GIVEN TASK 1:
Which lines in the listing below contain the string "mirror"? Pull out each one, treating uppercase and lowercase as different.

-- Begin PAGE EXCERPT --

I hope, we both will agree that a fixed metric value on default route learned via RA 
restricts Network Administrators today. And such issues hinder the deployment
of IPv6 only networks. So if we agree that in future we may need to allow  a
configurable value for metric then this fix makes good sense.
BTW, kindly let me know if there is a better way to configure this metric. I think,
sysctl is the only way.


>> 
>> Thanks a lot again for spending time for this Review,
>> This feature will help SONiC OS [and others Linux flavors] for better IPv6 support, so thanks again.
> 
> I think SONiC is an abomination, so that is definitely not the
> motivation for my reviews. :-)
> 

Trying to make things better day by day. That is the only solace for Software Engineers :-). 

I really appreciate for your time to review this patch. Cheers.
diff mbox series

Patch

diff --git a/Documentation/networking/ip-sysctl.rst b/Documentation/networking/ip-sysctl.rst
index dd2b12a32b73..c4b8d4b8d213 100644
--- a/Documentation/networking/ip-sysctl.rst
+++ b/Documentation/networking/ip-sysctl.rst
@@ -1871,6 +1871,18 @@  accept_ra_defrtr - BOOLEAN
 		- enabled if accept_ra is enabled.
 		- disabled if accept_ra is disabled.
 
+ra_defrtr_metric - INTEGER
+	Route metric for default route learned in Router Advertisement. This value
+	will be assigned as metric for the default route learned via IPv6 Router
+	Advertisement. Takes affect only if accept_ra_defrtr' is enabled.
+
+	Possible values are:
+		0:
+			default value will be used for route metric
+			i.e. IP6_RT_PRIO_USER 1024.

-- End PAGE EXCERPT --

GIVEN TASK 2:
In the patch excerpt above, what route metric is used for the default route when ra_defrtr_metric is set to 0?

-- Begin EXERCISE INPUTS --

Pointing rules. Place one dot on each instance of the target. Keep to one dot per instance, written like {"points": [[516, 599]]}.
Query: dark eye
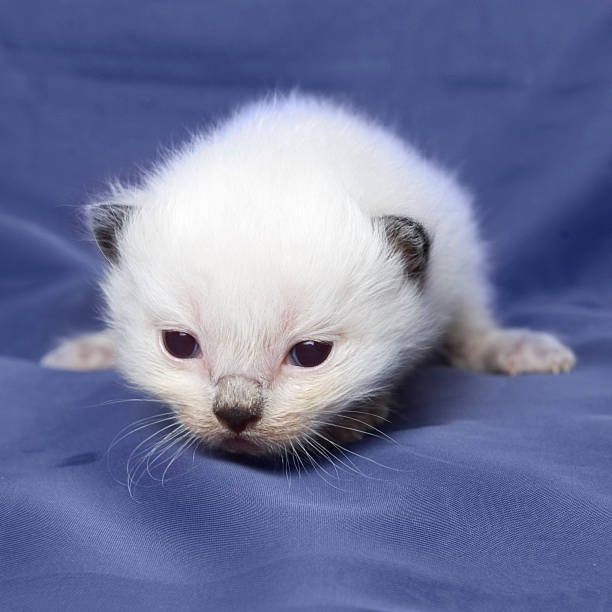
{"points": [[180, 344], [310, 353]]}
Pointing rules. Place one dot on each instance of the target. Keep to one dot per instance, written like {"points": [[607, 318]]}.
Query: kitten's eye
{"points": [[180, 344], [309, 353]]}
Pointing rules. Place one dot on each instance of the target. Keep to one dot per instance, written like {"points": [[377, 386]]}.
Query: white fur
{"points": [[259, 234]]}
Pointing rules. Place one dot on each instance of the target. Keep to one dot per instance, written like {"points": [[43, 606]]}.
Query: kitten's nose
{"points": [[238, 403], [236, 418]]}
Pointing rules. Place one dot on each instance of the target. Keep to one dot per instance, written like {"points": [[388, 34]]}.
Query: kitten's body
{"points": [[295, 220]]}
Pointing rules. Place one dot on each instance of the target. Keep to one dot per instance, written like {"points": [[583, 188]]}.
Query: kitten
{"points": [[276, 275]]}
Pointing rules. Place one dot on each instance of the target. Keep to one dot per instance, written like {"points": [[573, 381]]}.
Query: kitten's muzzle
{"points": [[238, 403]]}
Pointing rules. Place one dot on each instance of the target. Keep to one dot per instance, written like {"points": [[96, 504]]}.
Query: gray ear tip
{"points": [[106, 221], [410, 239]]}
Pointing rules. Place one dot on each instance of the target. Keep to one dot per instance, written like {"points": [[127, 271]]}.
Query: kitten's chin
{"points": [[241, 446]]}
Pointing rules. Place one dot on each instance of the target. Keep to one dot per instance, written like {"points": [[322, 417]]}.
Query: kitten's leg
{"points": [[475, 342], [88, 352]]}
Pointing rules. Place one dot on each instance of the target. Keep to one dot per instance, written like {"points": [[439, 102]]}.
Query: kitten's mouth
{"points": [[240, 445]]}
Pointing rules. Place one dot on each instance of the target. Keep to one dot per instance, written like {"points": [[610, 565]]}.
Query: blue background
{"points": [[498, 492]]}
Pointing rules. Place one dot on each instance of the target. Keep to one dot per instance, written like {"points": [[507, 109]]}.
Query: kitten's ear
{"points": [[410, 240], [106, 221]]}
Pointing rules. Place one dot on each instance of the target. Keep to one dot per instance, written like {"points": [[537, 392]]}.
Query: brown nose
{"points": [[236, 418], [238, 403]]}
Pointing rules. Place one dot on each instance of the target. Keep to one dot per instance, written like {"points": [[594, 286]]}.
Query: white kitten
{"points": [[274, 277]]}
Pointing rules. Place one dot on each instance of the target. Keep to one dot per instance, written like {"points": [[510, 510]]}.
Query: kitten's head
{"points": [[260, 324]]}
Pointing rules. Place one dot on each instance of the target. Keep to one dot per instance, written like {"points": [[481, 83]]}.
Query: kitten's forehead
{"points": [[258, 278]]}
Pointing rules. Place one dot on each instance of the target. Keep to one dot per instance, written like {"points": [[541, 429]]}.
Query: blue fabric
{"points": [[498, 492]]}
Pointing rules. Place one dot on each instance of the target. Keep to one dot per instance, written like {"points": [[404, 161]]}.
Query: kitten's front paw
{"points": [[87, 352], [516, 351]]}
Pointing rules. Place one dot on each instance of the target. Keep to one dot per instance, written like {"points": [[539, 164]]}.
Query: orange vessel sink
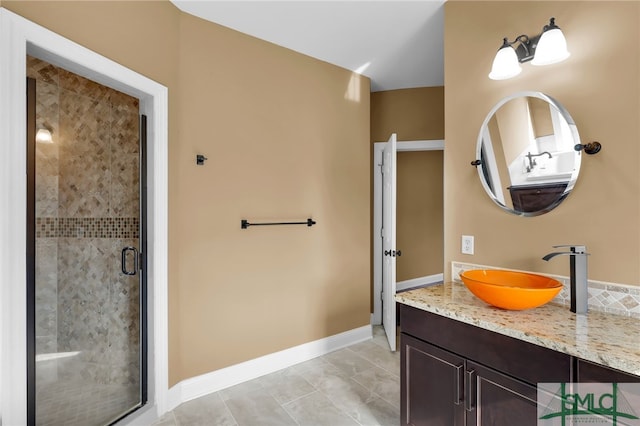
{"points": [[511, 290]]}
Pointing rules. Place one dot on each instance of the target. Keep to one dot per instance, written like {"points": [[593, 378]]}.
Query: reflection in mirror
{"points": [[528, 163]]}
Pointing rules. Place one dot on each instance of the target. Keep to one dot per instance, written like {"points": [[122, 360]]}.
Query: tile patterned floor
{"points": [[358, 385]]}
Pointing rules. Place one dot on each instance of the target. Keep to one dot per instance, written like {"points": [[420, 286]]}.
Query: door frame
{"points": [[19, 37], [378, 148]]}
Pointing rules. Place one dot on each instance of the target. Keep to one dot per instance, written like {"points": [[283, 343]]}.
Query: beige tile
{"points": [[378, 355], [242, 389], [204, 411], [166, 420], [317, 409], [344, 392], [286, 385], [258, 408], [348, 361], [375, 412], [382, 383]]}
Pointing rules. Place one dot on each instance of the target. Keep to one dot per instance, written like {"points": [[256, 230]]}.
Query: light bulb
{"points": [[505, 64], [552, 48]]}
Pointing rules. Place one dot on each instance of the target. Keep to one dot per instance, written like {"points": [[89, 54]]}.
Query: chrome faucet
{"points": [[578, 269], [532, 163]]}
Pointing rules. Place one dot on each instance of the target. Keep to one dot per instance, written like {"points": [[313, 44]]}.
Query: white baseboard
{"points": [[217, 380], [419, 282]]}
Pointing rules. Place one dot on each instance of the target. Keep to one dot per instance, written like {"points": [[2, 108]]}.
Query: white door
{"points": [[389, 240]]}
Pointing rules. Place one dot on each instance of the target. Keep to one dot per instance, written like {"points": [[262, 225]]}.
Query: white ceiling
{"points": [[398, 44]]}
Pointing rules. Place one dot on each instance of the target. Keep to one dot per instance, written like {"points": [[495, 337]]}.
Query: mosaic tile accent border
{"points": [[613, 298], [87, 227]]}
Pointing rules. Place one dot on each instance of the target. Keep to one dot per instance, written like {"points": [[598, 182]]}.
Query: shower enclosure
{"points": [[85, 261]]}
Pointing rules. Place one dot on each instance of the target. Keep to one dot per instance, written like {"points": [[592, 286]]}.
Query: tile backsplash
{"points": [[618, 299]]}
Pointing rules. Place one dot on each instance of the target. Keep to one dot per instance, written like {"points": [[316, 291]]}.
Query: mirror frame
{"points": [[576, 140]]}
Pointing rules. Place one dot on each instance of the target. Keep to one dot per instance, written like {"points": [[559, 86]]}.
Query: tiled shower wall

-- End EXERCISE INPUTS --

EXPECTED OUTPUT 1:
Query: reflection in mirror
Query: mirror frame

EXPECTED OUTPUT 2:
The default value, IP6_RT_PRIO_USER 1024.